Task requirements:
1) Using the spring decluttering article, explain in one to three sentences why it says clearing out clutter matters before making spring changes.
2) According to the spring decluttering article, what does the 80/20 principle suggest?
3) Resume the spring decluttering article from its final line.

One of the things you can do right now for yourself is prepare for the upcoming opportunities of the new season. Spring often inspires us to increase our fitness levels, participate in more activities outdoors and embrace a healthier way of eating — more greens perhaps as local food becomes increasingly available. Use this time to prepare yourself for those opportunities by getting organized.

Clutter, which has likely been accumulating all winter long, keeps us from moving forward, it blocks energy, it stops our creativity and it weighs us down. The more we have in your home, car, office, hand bag, computer hard drive, the more energy we need to attend to those things. Organizing, decluttering and preparing will put you in a physical, emotional and spiritual space that supports you in the new changes you have the opportunity to make this spring.

Here are a few steps to follow if you want to change you physical and spiritual landscape and prepare for spring:

1. Eliminate and purge.

You can apply this principle to all of your living spaces, or you can choose to apply it one room at a time. Evaluate what you have and what you need, keeping in mind the 80/20 principle that suggests we use about 20% of what we have and essentially do not really need the other 80%. Decide what you longer need or what no longer brings you pleasure, and donate it.

2. Make function easier.

Record extracts:
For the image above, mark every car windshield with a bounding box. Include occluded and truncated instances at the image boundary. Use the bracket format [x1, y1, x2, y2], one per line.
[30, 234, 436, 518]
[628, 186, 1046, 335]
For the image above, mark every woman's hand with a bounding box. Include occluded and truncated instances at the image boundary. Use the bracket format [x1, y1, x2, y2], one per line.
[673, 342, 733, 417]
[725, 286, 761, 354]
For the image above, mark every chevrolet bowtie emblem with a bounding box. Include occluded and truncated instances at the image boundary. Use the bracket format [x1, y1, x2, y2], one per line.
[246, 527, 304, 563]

---

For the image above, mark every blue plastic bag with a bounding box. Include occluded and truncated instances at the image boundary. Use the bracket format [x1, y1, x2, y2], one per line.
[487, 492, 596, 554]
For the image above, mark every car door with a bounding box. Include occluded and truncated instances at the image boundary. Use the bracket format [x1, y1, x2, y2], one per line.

Task results:
1) Clutter keeps us from moving forward, blocks energy, stops creativity and weighs us down. The more we own, the more energy we need to attend to it. Organizing and decluttering put us in a physical, emotional and spiritual space that supports the new changes spring offers.

2) We use about 20% of what we have and do not really need the other 80%.

3)
Once you’ve gone through the elimination process, create a system to keep things neat and organized. Pick the system that you’re most likely to stay with and is most effective for your situation. Here are a few options to consider: baskets, file folders, storage containers, or dividers. When organizing your things, keep the items you use most often easiest to access. For example, organize and sort your clothing by season — take out your spring and summer clothes and find a storage solution for your winter clothes. Sort items by their function and keep like things together. For example, create “stations” in your home. In my very small kitchen I have a smoothie station where I keep my Vitamix and several Mason jars containing the ingredients I use daily to nourish my body.

3. Create a donation bag.

Keep a bag or box to which you can add items you longer want. Instead of allowing drawers and closets to fill up throughout the year with things you don’t need or want, create a place in your home where you can collect these items and then donate them in the spring as part of your regular spring cleaning. Check online for nonprofit organizations that will pick up your donated items, including small appliances, from your home for free.

4. Eliminate clutter hot spots.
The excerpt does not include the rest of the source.